#### [Selected excerpt]

There are two seperate but related problem assocated with large vehiles and
the weapons that are designed to deal with them.

The first is empty volume. A ship contains a large volume of space that does
not contain essential operating components. A hit by small arms through light
antitank weapons will have little effect on the ship if it hits one of those areas.
Basicly they have no effect. Granted they are effective if they hit a vital area,
like the engines, fuel tanks or stearing or if they create a large hole below the
water line. But only then and those areas are not a large portion of the ships
total volume.

Second, to deal with this anti ship weapons are either large, cause large
explosions or hit below the water line. A side effect of this is that these same
weapons when used against an individual or small vehicle totally obliderate it,
often with force left over. In Shadowrun where damage and " the dodge roll"
are grouped together this is a big problem. It makes it harder to a void being
hit by a 5 inch naval rifle thousands of meters range then it is a pistol at short
range.

#### [Direction A]
Return each line of the records below that contains the word "hair", treating uppercase and lowercase letters as distinct.

Point labeling records:
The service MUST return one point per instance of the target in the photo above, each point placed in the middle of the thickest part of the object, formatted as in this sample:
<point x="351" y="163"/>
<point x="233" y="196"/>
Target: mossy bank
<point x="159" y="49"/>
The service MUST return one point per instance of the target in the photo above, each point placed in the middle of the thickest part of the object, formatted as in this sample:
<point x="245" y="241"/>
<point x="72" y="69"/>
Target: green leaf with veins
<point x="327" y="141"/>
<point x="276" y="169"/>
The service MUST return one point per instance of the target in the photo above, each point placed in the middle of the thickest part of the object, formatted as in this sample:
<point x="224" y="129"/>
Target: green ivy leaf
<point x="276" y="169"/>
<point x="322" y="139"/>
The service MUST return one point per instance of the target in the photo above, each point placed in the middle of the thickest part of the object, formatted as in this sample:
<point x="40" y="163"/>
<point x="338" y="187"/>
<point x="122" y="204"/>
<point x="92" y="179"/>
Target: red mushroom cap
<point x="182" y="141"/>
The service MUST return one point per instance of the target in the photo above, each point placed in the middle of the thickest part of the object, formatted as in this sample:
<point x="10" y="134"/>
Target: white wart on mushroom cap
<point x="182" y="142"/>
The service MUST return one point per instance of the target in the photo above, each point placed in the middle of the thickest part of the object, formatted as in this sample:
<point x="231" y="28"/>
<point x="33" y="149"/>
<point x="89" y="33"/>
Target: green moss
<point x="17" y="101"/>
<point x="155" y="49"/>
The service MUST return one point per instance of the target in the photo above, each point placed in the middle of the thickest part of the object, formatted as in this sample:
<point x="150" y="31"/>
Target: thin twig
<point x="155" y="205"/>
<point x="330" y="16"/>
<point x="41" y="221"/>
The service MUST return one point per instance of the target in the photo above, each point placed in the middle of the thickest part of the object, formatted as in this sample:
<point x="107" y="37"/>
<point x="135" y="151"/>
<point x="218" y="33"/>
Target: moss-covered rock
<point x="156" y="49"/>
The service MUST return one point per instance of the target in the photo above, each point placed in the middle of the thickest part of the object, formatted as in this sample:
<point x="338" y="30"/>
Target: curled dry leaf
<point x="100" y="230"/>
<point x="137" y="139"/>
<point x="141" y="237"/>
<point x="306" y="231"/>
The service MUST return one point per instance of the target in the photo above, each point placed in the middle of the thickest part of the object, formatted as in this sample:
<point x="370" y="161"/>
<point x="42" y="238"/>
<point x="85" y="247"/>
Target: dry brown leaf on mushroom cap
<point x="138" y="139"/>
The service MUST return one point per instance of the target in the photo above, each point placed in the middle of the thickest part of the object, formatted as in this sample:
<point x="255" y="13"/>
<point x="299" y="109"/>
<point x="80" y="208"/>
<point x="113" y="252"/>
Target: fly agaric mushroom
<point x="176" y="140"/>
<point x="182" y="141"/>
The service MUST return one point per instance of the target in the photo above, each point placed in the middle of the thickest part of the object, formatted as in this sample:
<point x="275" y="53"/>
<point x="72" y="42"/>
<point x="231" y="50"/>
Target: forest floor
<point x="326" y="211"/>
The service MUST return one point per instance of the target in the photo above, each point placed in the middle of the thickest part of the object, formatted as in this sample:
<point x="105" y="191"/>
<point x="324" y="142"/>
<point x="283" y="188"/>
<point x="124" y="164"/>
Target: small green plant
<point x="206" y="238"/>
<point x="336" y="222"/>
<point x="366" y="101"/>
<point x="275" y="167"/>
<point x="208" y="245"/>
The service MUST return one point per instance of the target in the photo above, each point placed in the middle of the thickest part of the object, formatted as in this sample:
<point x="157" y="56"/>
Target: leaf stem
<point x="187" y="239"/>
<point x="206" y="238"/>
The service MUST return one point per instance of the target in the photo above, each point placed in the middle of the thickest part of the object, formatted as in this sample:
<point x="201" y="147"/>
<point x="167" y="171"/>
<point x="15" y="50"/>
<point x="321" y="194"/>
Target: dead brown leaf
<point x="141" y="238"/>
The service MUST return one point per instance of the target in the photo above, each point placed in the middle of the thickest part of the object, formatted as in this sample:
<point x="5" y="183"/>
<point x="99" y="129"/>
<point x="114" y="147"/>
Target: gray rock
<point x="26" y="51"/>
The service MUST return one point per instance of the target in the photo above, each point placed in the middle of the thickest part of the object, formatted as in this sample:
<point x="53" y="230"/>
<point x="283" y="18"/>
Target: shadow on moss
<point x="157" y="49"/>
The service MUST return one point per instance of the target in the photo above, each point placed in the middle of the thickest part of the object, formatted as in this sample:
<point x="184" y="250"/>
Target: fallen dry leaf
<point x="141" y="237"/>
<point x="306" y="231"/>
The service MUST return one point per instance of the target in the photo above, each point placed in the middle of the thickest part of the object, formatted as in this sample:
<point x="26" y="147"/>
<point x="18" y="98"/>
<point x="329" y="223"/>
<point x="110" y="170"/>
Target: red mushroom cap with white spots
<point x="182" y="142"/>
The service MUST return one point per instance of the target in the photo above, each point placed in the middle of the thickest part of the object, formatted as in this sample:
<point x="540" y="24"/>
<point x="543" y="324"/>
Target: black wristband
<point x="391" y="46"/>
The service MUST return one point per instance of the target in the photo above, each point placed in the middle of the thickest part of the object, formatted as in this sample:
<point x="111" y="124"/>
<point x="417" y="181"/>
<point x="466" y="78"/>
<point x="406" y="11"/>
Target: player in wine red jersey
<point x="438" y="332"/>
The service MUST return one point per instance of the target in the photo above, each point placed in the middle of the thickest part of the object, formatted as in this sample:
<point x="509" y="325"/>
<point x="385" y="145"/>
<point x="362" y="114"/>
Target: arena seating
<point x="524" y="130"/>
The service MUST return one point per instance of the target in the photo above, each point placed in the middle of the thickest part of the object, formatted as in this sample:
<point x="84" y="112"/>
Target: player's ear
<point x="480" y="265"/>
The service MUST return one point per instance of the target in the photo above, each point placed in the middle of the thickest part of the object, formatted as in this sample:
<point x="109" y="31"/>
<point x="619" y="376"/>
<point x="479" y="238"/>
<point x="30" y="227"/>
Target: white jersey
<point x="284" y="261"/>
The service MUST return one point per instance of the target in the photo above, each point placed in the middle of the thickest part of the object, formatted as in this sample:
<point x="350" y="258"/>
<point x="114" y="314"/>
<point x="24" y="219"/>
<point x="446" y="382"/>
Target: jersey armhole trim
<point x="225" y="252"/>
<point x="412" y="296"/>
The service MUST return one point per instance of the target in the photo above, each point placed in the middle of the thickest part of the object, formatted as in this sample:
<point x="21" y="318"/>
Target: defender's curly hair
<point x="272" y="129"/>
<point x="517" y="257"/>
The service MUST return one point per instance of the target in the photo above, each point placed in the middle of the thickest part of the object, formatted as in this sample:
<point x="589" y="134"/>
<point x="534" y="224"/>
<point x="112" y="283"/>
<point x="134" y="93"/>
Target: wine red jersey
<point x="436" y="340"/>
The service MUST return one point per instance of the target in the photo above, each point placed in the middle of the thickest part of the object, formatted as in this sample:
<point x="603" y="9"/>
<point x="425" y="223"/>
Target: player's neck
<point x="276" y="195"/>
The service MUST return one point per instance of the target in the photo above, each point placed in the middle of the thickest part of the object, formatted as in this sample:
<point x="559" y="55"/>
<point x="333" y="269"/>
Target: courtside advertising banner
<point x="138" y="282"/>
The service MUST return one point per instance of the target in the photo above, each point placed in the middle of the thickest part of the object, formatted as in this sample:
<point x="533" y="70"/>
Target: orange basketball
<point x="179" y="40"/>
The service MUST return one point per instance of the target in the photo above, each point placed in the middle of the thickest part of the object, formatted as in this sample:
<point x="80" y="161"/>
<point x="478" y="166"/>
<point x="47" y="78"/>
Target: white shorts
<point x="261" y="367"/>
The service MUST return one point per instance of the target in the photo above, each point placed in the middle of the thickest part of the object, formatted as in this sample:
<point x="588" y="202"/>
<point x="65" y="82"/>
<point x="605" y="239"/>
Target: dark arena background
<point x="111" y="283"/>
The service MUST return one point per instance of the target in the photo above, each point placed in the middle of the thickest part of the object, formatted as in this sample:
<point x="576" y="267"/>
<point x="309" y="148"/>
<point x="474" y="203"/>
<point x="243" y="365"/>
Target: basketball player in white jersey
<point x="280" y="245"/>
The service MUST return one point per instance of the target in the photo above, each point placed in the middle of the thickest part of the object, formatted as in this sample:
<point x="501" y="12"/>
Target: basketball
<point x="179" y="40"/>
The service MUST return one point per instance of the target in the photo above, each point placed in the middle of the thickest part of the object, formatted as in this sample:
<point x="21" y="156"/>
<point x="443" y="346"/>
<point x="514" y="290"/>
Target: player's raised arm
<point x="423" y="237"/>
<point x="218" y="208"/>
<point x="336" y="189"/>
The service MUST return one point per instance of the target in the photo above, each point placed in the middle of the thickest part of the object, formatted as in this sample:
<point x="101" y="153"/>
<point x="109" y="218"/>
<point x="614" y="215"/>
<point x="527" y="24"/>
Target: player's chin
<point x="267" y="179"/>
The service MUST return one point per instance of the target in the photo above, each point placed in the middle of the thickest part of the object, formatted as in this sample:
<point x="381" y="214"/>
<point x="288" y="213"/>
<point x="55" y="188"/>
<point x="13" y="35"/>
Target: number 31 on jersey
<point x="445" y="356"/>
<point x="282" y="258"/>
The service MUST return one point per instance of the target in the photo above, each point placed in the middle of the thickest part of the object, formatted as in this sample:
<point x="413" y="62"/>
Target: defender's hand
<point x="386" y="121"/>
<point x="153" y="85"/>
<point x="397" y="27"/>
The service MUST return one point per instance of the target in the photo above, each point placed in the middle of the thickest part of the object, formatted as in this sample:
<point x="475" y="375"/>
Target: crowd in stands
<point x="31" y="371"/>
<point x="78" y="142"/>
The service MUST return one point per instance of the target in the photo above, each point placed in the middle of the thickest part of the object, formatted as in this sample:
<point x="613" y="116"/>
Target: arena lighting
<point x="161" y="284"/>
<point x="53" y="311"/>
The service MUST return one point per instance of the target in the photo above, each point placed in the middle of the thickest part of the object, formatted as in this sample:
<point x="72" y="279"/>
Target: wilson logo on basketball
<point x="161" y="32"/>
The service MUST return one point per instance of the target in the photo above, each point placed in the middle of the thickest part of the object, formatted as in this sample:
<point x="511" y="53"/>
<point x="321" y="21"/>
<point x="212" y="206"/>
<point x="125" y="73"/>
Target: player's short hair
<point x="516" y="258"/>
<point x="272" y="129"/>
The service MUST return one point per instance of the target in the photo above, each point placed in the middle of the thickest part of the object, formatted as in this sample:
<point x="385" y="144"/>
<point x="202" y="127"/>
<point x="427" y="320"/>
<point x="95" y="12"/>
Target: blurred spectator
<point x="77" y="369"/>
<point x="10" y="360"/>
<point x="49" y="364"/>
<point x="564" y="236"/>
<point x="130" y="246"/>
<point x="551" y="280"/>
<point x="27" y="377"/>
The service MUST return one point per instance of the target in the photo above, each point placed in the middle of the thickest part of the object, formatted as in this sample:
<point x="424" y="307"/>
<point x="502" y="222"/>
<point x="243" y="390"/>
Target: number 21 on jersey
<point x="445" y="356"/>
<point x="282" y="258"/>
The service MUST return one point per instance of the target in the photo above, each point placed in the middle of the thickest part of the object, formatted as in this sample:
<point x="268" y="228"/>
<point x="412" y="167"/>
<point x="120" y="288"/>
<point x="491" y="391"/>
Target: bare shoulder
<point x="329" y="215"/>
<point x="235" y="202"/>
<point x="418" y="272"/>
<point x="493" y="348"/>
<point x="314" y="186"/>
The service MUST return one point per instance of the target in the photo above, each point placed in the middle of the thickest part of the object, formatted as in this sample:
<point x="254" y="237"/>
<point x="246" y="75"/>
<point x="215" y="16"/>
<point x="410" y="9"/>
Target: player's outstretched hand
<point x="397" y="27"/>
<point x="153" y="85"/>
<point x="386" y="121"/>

#### [Direction B]
Print the portion of the passage on anti-ship weapons above that lies between "There are two" and "of those areas.", inclusive.

#### [Written reply A]
Target: defender's curly hair
Target: player's short hair

#### [Written reply B]
There are two seperate but related problem assocated with large vehiles and
the weapons that are designed to deal with them.

The first is empty volume. A ship contains a large volume of space that does
not contain essential operating components. A hit by small arms through light
antitank weapons will have little effect on the ship if it hits one of those areas.